* **Your assignment**: Extend the article on heavily shorted ASX stocks with new prose that follows on from its final sentence.

* **Text under study**:
::::

Should you steer clear of these 16 heavily shorted stocks?

Short sellers borrow a stock and sell it on market immediately, with the aim of buying back the stock at a lower price in the future. Usually a high level of short selling indicates that sophisticated participants believe a certain stock is overvalued. However, crowded shorts are very dangerous for short sellers if the share price begins to increase significantly, because they may be forced to buy back in before the losses become too great. This risk in itself leads to short sellers ‘covering’ their trade earlier, which itself pushes up the share price. So-called ‘short squeezes’ are rare, but lucrative for shareholders.

Without further ado, here are 16 heavily shorted stocks on the ASX:

Stock ASX Ticker Industry Percentage of shares sold short
Betashares Resources ETF (ASX: QRE) Resource Stocks Fund


Cochlear Limited (ASX: COH) Medical Devices


SPDR Small Ordinaries ETF (ASX: SSO) Small Cap Fund


UGL Limited (ASX: UGL) Mining Services


Monadelphous Group Limited (ASX: MND) Mining Services


News Corp Limited Non-Voting (ASX: NWSLV) Media


Myer Holdings Ltd (ASX: MYR) Retail


Metcash Limited (ASX: MTS) Retail


Atlas Iron Limited (ASX: AGO) Resources


Iluka Resources Limited (ASX: ILU) Resrouces


Acrux Limited (ASX: ACR) Pharmaceuticals


Paladin Energy Ltd (ASX: PDN) Uranium


Ausdrill Limited (ASX: ASL) Mining Services


Treasury Wine Estate Limited (ASX: TWE) Wine


Western Areas Ordinary Ltd (ASX: WSA) Resources


M2 Group Ltd (ASX: MTU) Telecommunications


These figures are true at 10/4/2014 (the ASX takes a few days to release the number of shares sold short). As you can see, half of the most heavily shorted stocks are exposed to mining, indicating that short sellers think others continue to underestimate the difficulties facing the industry. Not only do lower commodity prices impact miners’ profits, they also result in less appetite for risky new mines. This lower rate of capital expenditure reduces demand for mining services. Not only does this decrease the volume of work, but it also increases competition, leading to decreased margins among mining services companies. Low margins and debt can be very dangerous for any company: investors will recall that the once-popular Forge Group (ASX: FGE) fell victim to that lethal combination.

::::

* **Input data**:
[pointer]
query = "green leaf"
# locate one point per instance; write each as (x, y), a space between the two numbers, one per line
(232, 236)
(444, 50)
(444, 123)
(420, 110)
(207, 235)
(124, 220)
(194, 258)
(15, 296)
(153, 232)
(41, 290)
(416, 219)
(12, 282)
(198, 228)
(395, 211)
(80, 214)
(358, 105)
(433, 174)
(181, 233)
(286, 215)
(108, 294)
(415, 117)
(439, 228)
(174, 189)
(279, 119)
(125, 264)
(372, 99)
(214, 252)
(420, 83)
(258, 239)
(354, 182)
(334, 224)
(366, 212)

::::

* **Answer for the task**:
More interesting to me is the relatively high short selling on growing telecommunications company M2 Group Ltd (ASX: MTU). Although the company does have debt, it also has quite predictable cash flows and decent margins so the chances of it turning into a real disaster seem very low. Furthermore, the share price has dropped lately, and I’d be surprised if short sellers aren’t already thinking about covering. In any event, they will have to cover at some point because it seems highly unlikely that M2 will go to zero.

Also interesting is the high level of short interest in Cochlear Limited (ASX: COH). As with M2, the core business is sound, so short sellers will have to cover at some point. Whereas mining services companies have macroeconomic headwinds (lower commodity prices), Cochlear has tailwinds – older people are more likely to have hearing impairments and the population is ageing. Again, the shorts will have to cover at some point, and if the company announces an increased earnings forecast, they could be in trouble.

Foolish takeaway

I’d steer clear of most of the companies on this list, although I consider Cochlear and M2 Telecommunications to be worth holding. Indeed, I think the short sellers could lose out on those bets. I find it interesting to keep an eye on short sellers because it helps me keep track of where bargains might be, and indicates what (generally) sophisticated market participants are thinking. My current theory is that the aggressive selling of mining services stocks in 2013 lead to some aggressive buying of telecommunication and tech stocks, sending their share prices soaring. If the short sellers are right about mining and mining services, then the money won’t be flowing back there. My guess is that healthcare and property will be be good sectors in 2014, but in the end, I invest in companies, not sectors.